- [Directions]:
Please set down the whole Air Transport International text below, word for word.

- [Excerpted text]:

◆ ◆ ◆ ◆ ◆

Air Transport International, Inc. is an airline based in Wilmington, Ohio, United States. It operates worldwide cargo charters and combi charters for the express package industry and freight forwarders, as well as for the United States Department of Defense. It also wet-leases aircraft. Its main base is Wilmington. It is part of the Air Transport Services Group ().

History 
The airline was established in 1978 and started operations in 1979. It was formed as US Airways and later known as Interstate Airlines. The current name was adopted in 1988. On October 1, 1994  International Cargo Express was merged into Air Transport International, which was itself acquired by the Brink's Company in February 1998. ATI was sold in 2006 to Cargo Holdings International (CHI). It has 495 employees.

Cargo Aircraft Management was the lead customer for the Boeing 767 freighter conversion program. In the 12 months after ATI's sale by Brinks to CHI, worldwide airline profits fell significantly; however, ATI continued to negate this trend. Delivery of fully modernized and fuel efficient Boeing 767 was on track for June 2008.

◆ ◆ ◆ ◆ ◆

[Rows from an object-pointing dataset]

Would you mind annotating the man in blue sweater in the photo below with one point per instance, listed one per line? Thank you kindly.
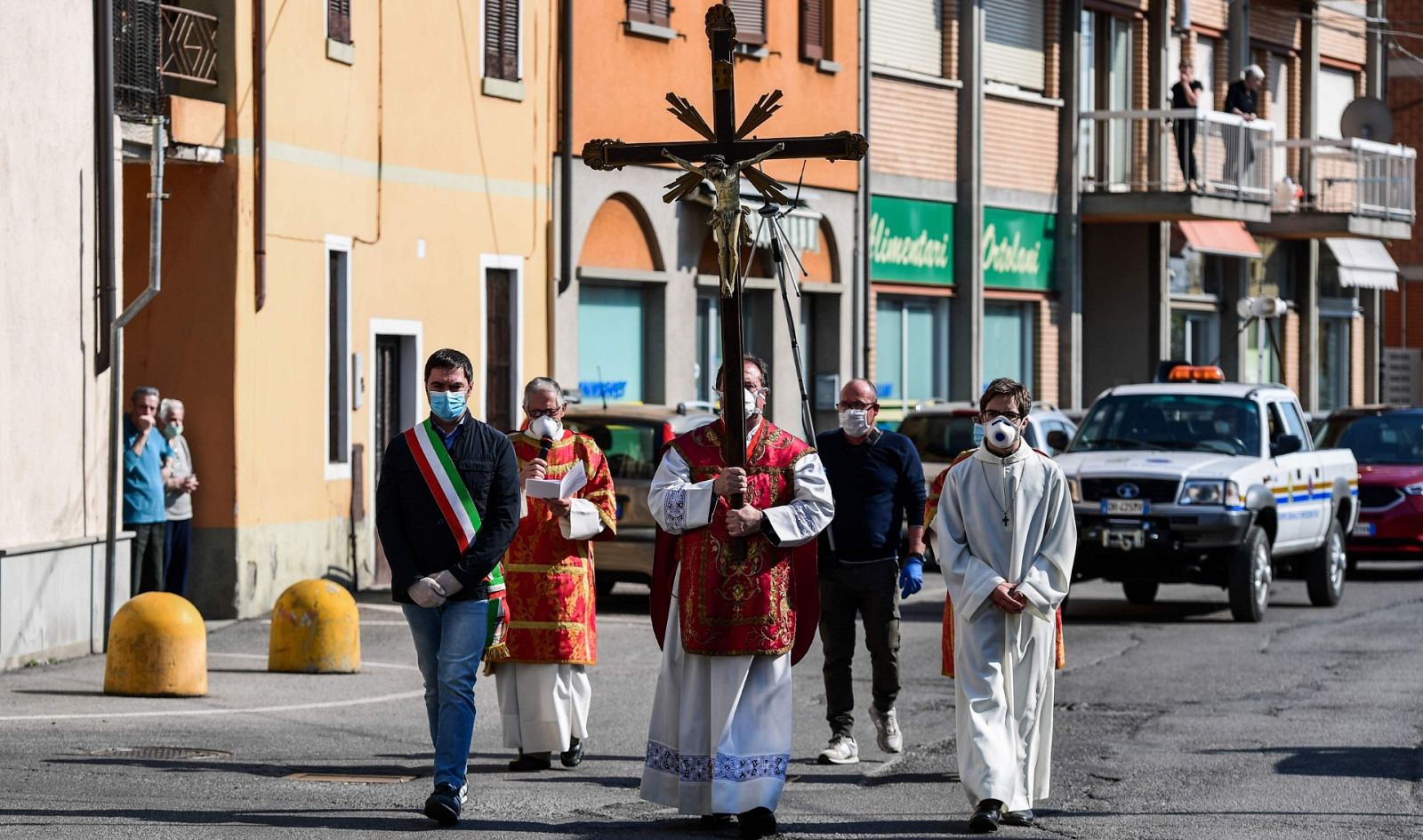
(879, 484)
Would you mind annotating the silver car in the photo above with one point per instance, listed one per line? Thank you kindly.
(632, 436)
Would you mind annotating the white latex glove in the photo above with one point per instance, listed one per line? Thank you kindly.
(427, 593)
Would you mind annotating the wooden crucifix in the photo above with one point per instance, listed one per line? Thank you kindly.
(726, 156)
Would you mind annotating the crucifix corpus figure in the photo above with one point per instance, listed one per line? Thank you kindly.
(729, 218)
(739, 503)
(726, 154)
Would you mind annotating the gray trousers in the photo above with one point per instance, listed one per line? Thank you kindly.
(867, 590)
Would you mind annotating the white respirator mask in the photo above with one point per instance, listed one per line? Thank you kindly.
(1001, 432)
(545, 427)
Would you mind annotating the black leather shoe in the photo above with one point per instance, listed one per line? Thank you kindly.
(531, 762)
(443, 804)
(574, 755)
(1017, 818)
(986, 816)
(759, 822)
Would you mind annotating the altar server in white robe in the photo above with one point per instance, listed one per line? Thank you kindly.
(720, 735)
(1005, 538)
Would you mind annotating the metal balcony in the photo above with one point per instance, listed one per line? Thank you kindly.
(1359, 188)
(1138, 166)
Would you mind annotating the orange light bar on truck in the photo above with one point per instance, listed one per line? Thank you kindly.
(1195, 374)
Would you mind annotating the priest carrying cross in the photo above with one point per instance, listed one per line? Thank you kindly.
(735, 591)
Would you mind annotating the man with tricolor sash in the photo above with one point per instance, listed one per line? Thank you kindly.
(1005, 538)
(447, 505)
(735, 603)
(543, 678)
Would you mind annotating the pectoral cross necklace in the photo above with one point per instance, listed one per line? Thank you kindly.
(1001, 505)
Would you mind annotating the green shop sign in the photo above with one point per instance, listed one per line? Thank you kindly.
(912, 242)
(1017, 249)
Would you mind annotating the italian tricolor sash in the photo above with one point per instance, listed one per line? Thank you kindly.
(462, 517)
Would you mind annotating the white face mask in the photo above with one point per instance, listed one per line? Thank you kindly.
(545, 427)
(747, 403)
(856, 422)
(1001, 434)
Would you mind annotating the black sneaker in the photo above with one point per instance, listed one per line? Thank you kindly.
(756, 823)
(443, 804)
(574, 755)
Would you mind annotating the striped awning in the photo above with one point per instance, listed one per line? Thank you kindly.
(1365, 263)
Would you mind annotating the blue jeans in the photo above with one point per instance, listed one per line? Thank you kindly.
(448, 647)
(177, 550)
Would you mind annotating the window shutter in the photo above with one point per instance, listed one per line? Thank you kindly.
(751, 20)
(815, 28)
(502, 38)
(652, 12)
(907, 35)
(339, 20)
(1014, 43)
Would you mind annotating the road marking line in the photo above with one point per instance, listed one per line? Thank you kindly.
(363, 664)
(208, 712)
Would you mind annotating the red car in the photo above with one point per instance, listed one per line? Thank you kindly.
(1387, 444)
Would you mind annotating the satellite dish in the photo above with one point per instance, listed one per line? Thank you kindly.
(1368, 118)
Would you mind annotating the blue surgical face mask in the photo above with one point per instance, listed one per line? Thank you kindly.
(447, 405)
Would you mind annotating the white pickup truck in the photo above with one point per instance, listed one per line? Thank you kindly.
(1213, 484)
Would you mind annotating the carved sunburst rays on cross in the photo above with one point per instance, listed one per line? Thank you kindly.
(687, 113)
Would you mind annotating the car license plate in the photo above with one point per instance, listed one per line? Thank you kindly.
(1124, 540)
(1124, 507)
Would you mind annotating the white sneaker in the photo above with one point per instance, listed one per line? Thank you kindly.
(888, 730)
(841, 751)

◆ ◆ ◆ ◆ ◆

- [The reply]:
Air Transport International, Inc. is an airline based in Wilmington, Ohio, United States. It operates worldwide cargo charters and combi charters for the express package industry and freight forwarders, as well as for the United States Department of Defense. It also wet-leases aircraft. Its main base is Wilmington. It is part of the Air Transport Services Group ().

History 
The airline was established in 1978 and started operations in 1979. It was formed as US Airways and later known as Interstate Airlines. The current name was adopted in 1988. On October 1, 1994  International Cargo Express was merged into Air Transport International, which was itself acquired by the Brink's Company in February 1998. ATI was sold in 2006 to Cargo Holdings International (CHI). It has 495 employees.

Cargo Aircraft Management was the lead customer for the Boeing 767 freighter conversion program. In the 12 months after ATI's sale by Brinks to CHI, worldwide airline profits fell significantly; however, ATI continued to negate this trend. Delivery of fully modernized and fuel efficient Boeing 767 was on track for June 2008.